DATA PROVIDED

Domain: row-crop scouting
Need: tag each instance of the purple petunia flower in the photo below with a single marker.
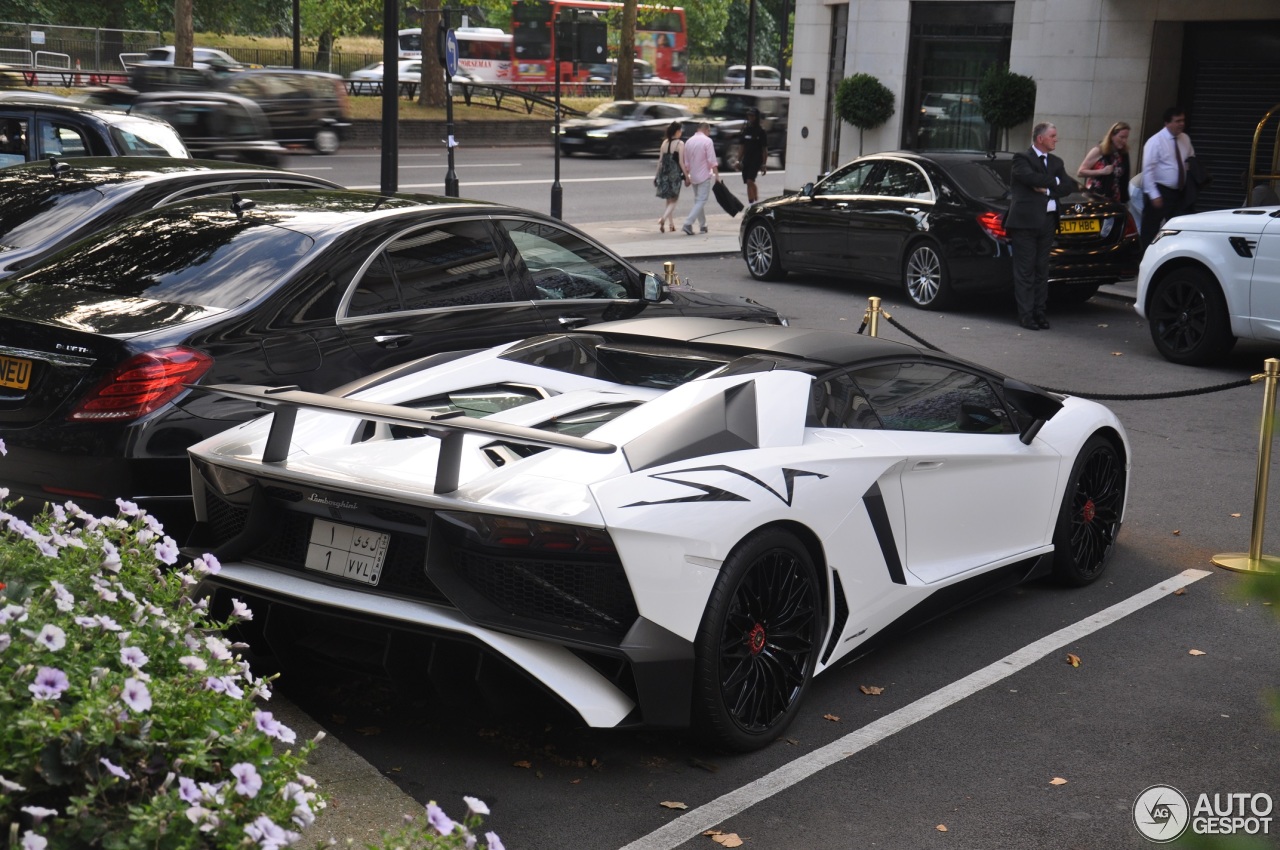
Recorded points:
(188, 791)
(133, 657)
(51, 638)
(167, 551)
(272, 727)
(136, 695)
(115, 771)
(50, 682)
(439, 821)
(247, 781)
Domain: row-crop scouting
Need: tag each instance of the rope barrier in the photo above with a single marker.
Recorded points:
(874, 311)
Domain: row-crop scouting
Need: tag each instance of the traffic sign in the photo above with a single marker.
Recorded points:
(451, 53)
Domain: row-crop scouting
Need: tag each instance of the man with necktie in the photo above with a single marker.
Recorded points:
(1164, 173)
(1038, 181)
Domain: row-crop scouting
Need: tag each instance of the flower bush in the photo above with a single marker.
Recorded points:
(128, 720)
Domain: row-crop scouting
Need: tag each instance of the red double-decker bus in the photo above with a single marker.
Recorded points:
(659, 39)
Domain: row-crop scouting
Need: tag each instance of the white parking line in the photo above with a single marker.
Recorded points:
(571, 179)
(695, 822)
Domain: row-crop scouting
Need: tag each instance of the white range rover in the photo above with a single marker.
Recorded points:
(1211, 278)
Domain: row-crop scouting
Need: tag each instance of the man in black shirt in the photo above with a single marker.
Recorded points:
(753, 152)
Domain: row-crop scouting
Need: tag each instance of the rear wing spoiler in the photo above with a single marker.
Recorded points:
(449, 428)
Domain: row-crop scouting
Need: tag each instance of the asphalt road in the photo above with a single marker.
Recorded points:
(593, 188)
(937, 759)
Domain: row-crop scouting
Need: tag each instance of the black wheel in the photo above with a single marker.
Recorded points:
(758, 643)
(1188, 320)
(924, 275)
(760, 251)
(1089, 517)
(1069, 293)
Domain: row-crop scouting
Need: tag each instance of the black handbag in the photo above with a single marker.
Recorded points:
(726, 199)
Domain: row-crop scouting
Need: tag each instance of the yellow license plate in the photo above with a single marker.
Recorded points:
(1066, 227)
(14, 373)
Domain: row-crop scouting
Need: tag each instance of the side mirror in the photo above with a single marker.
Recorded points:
(1032, 402)
(654, 289)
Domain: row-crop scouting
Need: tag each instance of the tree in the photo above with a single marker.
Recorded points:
(1006, 99)
(863, 101)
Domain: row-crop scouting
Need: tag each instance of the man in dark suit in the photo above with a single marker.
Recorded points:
(1038, 181)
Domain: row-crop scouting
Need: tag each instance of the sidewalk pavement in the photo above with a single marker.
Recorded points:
(362, 803)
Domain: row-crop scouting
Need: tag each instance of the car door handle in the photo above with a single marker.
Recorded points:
(392, 341)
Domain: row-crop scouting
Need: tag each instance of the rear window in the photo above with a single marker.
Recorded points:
(208, 259)
(984, 179)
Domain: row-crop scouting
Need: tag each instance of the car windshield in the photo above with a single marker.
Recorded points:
(141, 137)
(209, 259)
(982, 178)
(730, 105)
(615, 110)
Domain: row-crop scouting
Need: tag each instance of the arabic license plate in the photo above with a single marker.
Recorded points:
(1069, 227)
(347, 552)
(14, 373)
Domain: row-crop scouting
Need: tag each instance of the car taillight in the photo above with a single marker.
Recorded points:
(530, 534)
(993, 223)
(141, 384)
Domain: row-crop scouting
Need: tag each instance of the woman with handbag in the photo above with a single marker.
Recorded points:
(671, 176)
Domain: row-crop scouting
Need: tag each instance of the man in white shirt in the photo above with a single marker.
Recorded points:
(702, 169)
(1164, 173)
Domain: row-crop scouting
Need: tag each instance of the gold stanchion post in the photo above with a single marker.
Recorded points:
(1255, 561)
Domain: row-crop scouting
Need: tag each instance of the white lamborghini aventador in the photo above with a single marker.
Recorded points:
(661, 522)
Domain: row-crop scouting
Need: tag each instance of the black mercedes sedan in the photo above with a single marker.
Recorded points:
(46, 206)
(932, 222)
(306, 287)
(620, 128)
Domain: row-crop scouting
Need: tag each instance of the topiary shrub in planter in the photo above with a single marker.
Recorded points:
(1006, 100)
(863, 101)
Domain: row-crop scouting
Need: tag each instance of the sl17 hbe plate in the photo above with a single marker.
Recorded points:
(347, 552)
(14, 371)
(1068, 227)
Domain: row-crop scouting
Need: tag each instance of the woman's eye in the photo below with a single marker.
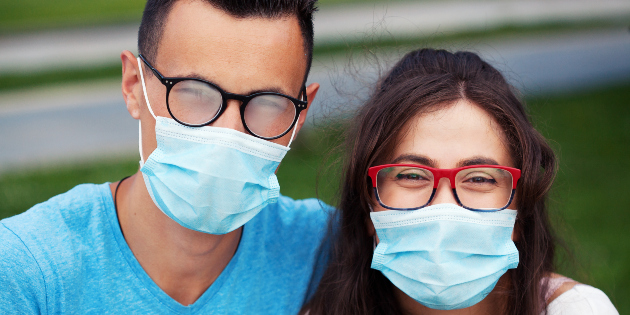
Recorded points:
(481, 180)
(409, 176)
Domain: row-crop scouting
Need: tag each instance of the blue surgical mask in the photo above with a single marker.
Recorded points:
(444, 256)
(209, 179)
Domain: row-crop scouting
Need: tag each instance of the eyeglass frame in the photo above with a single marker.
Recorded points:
(438, 174)
(169, 82)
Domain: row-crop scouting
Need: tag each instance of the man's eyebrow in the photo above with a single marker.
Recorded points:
(194, 75)
(414, 158)
(477, 160)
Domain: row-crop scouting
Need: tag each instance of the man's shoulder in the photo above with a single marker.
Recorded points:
(51, 227)
(298, 213)
(70, 208)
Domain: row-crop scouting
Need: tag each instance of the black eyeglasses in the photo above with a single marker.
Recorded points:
(196, 103)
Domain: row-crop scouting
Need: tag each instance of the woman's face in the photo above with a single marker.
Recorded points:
(458, 135)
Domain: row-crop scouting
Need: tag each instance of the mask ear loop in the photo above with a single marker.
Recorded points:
(373, 237)
(146, 98)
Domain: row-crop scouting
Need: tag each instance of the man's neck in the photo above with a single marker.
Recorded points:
(182, 262)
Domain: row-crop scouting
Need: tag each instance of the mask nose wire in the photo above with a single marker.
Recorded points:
(146, 98)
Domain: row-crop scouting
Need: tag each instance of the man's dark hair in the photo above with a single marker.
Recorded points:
(156, 12)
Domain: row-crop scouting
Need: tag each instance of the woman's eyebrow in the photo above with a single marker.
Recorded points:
(477, 160)
(418, 159)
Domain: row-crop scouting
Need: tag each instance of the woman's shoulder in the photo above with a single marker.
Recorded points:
(570, 297)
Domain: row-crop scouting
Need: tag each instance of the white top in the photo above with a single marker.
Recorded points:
(582, 299)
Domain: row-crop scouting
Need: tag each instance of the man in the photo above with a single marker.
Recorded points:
(219, 90)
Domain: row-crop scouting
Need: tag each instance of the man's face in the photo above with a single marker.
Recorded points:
(240, 56)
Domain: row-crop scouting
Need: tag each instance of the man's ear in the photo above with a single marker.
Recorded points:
(131, 85)
(311, 92)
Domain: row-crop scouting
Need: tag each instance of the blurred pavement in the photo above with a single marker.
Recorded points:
(70, 123)
(345, 23)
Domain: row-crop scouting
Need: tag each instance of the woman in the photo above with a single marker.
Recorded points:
(443, 207)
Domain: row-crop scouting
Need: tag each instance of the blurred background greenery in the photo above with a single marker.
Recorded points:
(589, 130)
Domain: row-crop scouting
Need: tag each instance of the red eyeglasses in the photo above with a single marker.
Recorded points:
(413, 186)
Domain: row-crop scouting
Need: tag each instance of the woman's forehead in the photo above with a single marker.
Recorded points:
(452, 134)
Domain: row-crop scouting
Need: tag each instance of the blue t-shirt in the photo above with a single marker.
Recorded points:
(68, 255)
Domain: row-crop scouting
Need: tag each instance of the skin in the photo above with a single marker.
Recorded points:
(451, 137)
(241, 56)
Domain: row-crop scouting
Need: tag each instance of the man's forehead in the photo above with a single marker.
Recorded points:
(238, 54)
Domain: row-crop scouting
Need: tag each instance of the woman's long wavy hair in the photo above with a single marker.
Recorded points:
(425, 80)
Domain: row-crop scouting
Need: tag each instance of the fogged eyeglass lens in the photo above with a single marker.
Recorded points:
(484, 188)
(404, 187)
(269, 115)
(194, 102)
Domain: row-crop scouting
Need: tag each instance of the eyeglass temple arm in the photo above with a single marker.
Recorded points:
(157, 73)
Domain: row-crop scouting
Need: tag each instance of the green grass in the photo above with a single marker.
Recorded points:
(32, 15)
(591, 134)
(589, 130)
(21, 80)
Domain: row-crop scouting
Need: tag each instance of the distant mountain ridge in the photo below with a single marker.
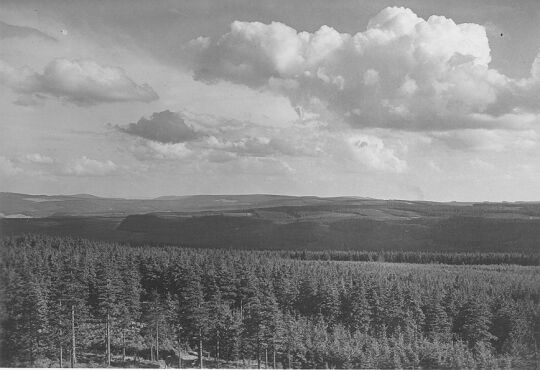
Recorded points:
(265, 221)
(85, 204)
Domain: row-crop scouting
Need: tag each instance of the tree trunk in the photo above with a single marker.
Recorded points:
(200, 349)
(73, 355)
(61, 337)
(157, 341)
(258, 354)
(217, 352)
(179, 355)
(123, 346)
(108, 340)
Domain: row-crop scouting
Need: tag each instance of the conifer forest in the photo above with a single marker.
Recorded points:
(74, 302)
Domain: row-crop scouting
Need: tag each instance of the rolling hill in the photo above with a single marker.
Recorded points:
(279, 222)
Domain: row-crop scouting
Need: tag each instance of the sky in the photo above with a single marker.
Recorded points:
(420, 100)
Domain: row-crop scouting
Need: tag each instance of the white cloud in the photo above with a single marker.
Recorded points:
(402, 72)
(89, 167)
(8, 168)
(81, 82)
(37, 158)
(487, 140)
(163, 127)
(372, 153)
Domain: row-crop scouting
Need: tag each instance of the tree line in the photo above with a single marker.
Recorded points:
(86, 301)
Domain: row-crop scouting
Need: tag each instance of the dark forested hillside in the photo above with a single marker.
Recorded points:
(235, 308)
(281, 222)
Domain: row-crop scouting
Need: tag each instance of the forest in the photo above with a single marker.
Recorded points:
(74, 302)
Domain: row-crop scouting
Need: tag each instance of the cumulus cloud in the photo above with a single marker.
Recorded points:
(81, 82)
(487, 140)
(402, 72)
(13, 31)
(371, 152)
(8, 168)
(89, 167)
(163, 127)
(37, 158)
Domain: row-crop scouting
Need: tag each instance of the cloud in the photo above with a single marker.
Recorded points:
(8, 168)
(487, 140)
(13, 31)
(402, 72)
(89, 167)
(37, 158)
(371, 152)
(81, 82)
(163, 127)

EXERCISE TASK
Count the lines in the records that contain the word "mask" and give only the number.

RESPONSE TO THE TASK
3